[start Selected excerpt]

Double-digit growth in UK, [Basal in] [ph] Switzerland, Finland, Serbia, Russia, Kazakhstan, and Armenia. Single-digit positive growth in Germany, Sweden and Bulgaria.

Negative single-digit performance in Zurich and Geneva, due to the seasonality of Easter period last year in Q1 and this year in Q2. During the first three weeks of April, double-digit positive performance in the division, all the operations UK, Switzerland, Sweden, Finland, Russia, et cetera, reaching double-digit growth.

Asia, Middle East and Australia, division three, turnover reached in Q1 were CHF 188.5 million with organic growth decreasing 0.4%. Middle East operations, Jordan and Kuwait, single-digit positive growth.

China, Macao, South Korea, Indonesia, Cambodia double-digit positive growth. Hong Kong double-digit negative performance, and Melbourne single-digit negative performance due to the renovation of most of the commercial, especially in this April that will be finished by the end of May 2017.

The closing of the operation in Mumbai and partially closed in Sri Lanka generated a negative impact in the performance of this division. During the first three weeks of April, division three performed single-digit negative growth.

With China and Middle East, Sharjah, Jordan and Kuwait single-digit positive growth; and Macao, South Korea, Indonesia, Cambodia double-digit positive growth. Also, continue the negative impact of closings in Mumbai and in Sri Lanka.

Latin America, division four, turnover reached CHF 400 million in Q1, and organic growth increased by 12.7%. Mexico, Argentina, Ecuador, Trinidad and the latest [ph] Caribbean, single-digit positive growth.

Brazil, Uruguay, Chile, Peru, Puerto Rico, Dominican Republic double-digit positive growth. During the first three weeks of April all the operations accelerated the positive growth reaching most of them double-digit positive growth.

North America, division five, turnover reached CHF 392.1 million during Q1, being organic growth 4.8%. Double-digit positive growth in U.S.

duty-free and single-digit positive growth in Canada duty-free. Duty-paid in the U.S.

also performed single-digit growth. Acceleration of growth in this division during the first three weeks of April, with good performance in all the different types of businesses.

Let’s move to Page 8 of the presentation. As I mentioned, Dufry has opened 5,600 square meters of new commercial space, locations already announced in Italy, France, Greece, Indonesia, China Chengdu, Brazil, Chile, and several new shops in the U.S.

New York, Boston, Houston, Tampa, Tucson [ph] and Phoenix. We have also renovated as I mentioned 7,200 square meters of commercial space and also at the locations for [indiscernible] to Los Angeles.

Let’s move to Page 9. 23,000 additional space signed in 2017.

Locations are Italy, Spain, Greece, Colombia in Bogotá, Pullmantur [Selsambor] [ph] cruise lines, Jamaica and several new contracts in the U.S., Phoenix, Grand Rapids, New Orleans and Des Moines are part of the additional space signed so far. The project pipeline opportunities as in the previous calls is very healthy, 32,000 square meters and negotiation or participation in tender process.

[end Selected excerpt]
[start Data listing]

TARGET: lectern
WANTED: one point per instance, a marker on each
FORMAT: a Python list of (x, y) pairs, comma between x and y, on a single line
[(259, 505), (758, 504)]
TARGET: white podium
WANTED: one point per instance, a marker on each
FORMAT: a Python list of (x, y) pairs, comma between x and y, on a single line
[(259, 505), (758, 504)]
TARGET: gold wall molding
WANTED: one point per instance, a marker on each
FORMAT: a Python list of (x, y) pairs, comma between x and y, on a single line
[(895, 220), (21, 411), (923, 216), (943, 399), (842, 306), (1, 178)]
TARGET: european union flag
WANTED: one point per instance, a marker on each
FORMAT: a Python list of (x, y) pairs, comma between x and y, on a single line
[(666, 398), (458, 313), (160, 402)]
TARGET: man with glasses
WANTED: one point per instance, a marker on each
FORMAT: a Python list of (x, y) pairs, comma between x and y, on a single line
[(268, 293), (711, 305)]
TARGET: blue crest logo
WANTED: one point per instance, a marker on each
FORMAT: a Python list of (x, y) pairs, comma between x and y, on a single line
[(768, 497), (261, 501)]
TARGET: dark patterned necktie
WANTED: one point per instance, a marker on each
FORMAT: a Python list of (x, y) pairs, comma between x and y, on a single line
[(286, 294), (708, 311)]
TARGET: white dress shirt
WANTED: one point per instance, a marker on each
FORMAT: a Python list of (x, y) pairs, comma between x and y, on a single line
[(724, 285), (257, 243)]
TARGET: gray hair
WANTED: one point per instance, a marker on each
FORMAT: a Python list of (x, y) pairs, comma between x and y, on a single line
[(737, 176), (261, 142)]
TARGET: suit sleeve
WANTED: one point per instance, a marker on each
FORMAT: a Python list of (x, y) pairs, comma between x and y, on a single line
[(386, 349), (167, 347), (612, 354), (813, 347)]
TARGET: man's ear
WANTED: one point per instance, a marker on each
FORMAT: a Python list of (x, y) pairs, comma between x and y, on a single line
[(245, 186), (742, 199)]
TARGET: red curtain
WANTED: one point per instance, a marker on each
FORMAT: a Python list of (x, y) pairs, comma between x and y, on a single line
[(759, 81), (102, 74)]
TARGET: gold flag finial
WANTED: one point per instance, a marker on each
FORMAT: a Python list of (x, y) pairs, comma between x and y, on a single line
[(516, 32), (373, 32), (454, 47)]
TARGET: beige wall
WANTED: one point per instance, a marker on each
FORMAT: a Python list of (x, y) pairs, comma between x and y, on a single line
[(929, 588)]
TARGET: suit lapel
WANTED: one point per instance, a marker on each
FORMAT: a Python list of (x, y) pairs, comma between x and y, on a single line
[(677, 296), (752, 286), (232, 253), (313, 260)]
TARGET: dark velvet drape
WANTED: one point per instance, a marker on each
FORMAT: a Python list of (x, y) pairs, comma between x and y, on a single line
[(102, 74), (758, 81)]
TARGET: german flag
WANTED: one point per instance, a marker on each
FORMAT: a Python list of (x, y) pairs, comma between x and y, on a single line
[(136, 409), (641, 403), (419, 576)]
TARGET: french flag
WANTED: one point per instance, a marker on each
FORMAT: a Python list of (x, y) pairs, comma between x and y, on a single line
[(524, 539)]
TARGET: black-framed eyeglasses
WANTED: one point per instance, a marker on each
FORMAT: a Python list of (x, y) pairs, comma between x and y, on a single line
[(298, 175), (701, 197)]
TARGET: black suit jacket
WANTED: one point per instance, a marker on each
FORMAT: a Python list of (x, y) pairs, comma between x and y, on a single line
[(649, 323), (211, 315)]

[end Data listing]

In the Dufry quarterly results excerpt, which operations in the Latin America division are reported with double-digit positive growth for Q1? List all of them.

Brazil, Uruguay, Chile, Peru, Puerto Rico, and Dominican Republic.